* **EXERCISE DETAILS**
Print, exactly and completely, every entry in the data.

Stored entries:
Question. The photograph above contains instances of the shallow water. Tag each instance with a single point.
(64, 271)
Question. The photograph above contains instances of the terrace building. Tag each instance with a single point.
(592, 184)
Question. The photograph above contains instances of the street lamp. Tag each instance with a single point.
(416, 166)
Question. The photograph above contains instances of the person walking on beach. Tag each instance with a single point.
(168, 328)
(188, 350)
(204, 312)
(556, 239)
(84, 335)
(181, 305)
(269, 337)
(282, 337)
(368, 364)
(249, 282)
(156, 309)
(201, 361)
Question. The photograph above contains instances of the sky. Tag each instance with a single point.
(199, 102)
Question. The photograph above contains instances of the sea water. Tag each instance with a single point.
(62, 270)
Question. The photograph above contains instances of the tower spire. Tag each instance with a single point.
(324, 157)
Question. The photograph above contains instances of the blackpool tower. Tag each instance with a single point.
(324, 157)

* **RESPONSE BELOW**
Question. The photograph above contains instances of the shallow water. Tag each instance with a single point.
(64, 271)
Question. The photograph above contains instances of the terrace building. Tag each instance with a single point.
(592, 184)
Question. The photograph above contains instances of the street lamp. Tag each instance with a single point.
(416, 166)
Question. The photograph above contains instances of the person walking on beach. Tag each instance with a single point.
(168, 328)
(188, 350)
(204, 312)
(556, 239)
(84, 335)
(181, 305)
(269, 337)
(282, 337)
(368, 364)
(249, 282)
(156, 309)
(201, 361)
Question. The photograph above contains instances of the sky. Tag each instance with a single point.
(199, 102)
Question. The photograph above contains instances of the sea water. Tag each instance with a single point.
(62, 270)
Question. The photograph above contains instances of the tower spire. Tag each instance with a single point.
(324, 157)
Question. The photograph above contains instances of the blackpool tower. Tag each instance with a single point.
(324, 157)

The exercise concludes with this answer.